>> begin RECORDED INFORMATION

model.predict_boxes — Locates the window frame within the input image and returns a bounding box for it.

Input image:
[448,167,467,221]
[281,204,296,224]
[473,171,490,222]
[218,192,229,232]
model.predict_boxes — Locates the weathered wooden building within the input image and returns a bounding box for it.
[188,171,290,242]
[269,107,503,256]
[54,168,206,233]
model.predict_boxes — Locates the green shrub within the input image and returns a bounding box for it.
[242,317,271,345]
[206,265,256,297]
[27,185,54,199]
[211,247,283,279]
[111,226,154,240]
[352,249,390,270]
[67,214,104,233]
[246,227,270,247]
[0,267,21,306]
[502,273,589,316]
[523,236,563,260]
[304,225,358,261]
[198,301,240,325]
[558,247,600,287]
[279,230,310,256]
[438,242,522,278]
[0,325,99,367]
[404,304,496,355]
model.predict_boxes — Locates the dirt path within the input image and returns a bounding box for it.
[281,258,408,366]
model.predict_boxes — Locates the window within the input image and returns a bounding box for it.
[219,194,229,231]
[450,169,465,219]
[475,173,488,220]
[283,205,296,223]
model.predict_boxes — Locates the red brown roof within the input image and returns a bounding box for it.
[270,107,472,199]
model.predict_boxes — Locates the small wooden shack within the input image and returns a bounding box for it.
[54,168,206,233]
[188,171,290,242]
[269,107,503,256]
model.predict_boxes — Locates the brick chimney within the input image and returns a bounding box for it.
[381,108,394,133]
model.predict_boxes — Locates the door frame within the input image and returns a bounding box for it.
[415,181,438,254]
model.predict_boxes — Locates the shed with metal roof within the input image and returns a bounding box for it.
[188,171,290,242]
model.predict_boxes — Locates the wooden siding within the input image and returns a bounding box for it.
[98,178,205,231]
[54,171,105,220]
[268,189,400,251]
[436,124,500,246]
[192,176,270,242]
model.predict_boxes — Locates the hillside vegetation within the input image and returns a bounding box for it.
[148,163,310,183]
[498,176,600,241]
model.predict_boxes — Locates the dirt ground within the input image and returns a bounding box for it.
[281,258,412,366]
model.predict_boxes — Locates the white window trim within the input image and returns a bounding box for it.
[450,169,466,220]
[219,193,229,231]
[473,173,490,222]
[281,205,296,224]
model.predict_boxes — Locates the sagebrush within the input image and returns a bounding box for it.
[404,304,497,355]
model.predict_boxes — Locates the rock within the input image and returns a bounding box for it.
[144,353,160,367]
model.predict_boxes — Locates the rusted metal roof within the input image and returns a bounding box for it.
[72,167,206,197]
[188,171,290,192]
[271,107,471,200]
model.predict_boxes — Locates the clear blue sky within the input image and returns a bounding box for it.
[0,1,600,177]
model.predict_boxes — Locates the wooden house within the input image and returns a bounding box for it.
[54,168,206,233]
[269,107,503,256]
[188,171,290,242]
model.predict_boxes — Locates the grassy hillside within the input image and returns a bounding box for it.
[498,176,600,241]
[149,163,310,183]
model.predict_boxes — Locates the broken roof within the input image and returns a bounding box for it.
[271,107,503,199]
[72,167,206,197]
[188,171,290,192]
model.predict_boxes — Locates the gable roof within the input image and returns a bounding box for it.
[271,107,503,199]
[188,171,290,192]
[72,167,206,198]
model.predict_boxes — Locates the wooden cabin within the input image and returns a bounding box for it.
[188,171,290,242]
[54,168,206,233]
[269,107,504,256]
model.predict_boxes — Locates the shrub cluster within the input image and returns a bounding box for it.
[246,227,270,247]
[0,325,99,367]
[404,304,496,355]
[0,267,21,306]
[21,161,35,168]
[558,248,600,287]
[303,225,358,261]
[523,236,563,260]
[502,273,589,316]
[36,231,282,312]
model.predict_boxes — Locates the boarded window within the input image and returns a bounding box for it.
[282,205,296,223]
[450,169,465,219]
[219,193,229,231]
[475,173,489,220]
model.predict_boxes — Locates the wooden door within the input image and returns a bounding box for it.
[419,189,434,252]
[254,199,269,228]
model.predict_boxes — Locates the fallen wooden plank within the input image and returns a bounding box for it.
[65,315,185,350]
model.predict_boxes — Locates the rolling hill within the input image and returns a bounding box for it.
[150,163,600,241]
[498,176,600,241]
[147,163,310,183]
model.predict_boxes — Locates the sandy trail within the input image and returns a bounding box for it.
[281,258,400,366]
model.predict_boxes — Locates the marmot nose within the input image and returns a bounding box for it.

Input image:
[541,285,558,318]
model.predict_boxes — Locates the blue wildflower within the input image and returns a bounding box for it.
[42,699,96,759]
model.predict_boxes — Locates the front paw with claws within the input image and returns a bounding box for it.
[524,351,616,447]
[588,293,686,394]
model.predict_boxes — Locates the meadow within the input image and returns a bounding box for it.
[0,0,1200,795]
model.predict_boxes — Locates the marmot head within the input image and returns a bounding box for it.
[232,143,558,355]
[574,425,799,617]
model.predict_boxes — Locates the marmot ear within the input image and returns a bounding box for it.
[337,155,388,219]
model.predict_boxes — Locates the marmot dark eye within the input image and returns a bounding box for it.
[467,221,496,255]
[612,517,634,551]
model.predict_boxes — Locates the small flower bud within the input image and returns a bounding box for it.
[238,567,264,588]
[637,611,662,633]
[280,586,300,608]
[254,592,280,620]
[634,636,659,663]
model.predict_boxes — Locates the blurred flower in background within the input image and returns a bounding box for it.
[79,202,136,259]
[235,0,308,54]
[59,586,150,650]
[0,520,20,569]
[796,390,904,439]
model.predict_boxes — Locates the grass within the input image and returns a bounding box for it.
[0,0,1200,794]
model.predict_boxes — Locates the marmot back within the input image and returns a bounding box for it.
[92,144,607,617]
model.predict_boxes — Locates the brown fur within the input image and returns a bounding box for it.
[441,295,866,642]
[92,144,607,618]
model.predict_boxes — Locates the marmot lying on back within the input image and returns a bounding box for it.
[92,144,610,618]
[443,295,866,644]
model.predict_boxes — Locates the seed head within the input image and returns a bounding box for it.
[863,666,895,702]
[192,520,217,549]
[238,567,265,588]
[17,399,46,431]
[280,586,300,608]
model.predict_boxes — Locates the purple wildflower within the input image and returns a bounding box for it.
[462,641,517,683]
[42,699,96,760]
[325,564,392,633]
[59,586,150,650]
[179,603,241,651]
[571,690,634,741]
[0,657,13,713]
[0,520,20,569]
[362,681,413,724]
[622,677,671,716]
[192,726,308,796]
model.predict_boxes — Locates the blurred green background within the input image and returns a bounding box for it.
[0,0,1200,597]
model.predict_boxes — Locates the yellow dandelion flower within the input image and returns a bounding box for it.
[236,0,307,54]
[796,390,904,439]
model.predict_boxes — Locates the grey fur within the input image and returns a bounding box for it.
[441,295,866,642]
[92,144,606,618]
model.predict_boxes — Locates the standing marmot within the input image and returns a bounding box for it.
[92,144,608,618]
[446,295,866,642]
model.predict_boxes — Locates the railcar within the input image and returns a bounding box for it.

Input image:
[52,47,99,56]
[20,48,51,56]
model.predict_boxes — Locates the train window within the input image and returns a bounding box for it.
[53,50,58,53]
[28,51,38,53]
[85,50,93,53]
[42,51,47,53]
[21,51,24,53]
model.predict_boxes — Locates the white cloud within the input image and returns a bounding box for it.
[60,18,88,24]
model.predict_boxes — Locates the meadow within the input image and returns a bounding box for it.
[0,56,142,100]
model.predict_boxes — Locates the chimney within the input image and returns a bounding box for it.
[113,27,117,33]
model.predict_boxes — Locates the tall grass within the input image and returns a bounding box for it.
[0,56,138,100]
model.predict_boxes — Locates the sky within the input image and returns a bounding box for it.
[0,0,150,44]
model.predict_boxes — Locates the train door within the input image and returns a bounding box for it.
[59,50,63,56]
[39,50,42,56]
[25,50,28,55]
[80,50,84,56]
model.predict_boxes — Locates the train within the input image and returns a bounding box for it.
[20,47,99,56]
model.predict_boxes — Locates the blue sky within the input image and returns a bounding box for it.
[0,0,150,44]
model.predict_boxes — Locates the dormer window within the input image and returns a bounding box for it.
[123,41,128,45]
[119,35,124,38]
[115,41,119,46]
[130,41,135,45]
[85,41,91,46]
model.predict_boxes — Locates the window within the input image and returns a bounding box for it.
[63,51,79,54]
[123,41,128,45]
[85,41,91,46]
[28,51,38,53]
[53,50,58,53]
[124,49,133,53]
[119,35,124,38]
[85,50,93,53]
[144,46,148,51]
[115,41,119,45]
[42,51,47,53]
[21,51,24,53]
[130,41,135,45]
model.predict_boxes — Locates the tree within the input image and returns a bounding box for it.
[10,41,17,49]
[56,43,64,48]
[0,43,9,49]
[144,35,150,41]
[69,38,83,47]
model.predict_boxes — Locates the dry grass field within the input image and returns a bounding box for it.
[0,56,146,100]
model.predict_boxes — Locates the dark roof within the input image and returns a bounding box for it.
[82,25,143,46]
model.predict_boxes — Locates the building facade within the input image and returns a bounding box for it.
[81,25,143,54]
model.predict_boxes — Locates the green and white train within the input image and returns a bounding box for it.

>> end RECORDED INFORMATION

WHAT IS NEEDED: Copy out the records word for word, starting at the line that contains "model.predict_boxes — Locates the dormer" and ending with the final line of the records, both ends included.

ANSWER TO THE PROBLEM:
model.predict_boxes — Locates the dormer window within the input image and returns a bounding box for it.
[123,41,128,45]
[119,35,124,38]
[115,41,119,46]
[130,41,135,45]
[85,41,91,46]
model.predict_boxes — Locates the window within the input image and returns a bounding box for it.
[63,51,79,54]
[123,41,128,45]
[85,41,91,46]
[28,51,38,53]
[53,50,58,53]
[124,49,133,53]
[119,35,124,38]
[85,50,93,53]
[144,46,148,51]
[115,41,119,45]
[42,51,47,53]
[21,51,24,53]
[130,41,135,45]
model.predict_boxes — Locates the tree within the input image and returns a bounding box for it.
[10,41,17,49]
[56,43,64,48]
[0,43,9,49]
[144,35,150,41]
[69,38,83,47]
model.predict_boxes — Locates the dry grass field within the input image and returns a bounding box for it.
[0,56,146,100]
model.predict_boxes — Locates the dark roof within the input image and returns a bounding box for it.
[82,25,143,46]
model.predict_boxes — Locates the building facade within the input image and returns a bounding box for it.
[81,25,143,54]
model.predict_boxes — Locates the green and white train within the input image and returns a bounding box for it.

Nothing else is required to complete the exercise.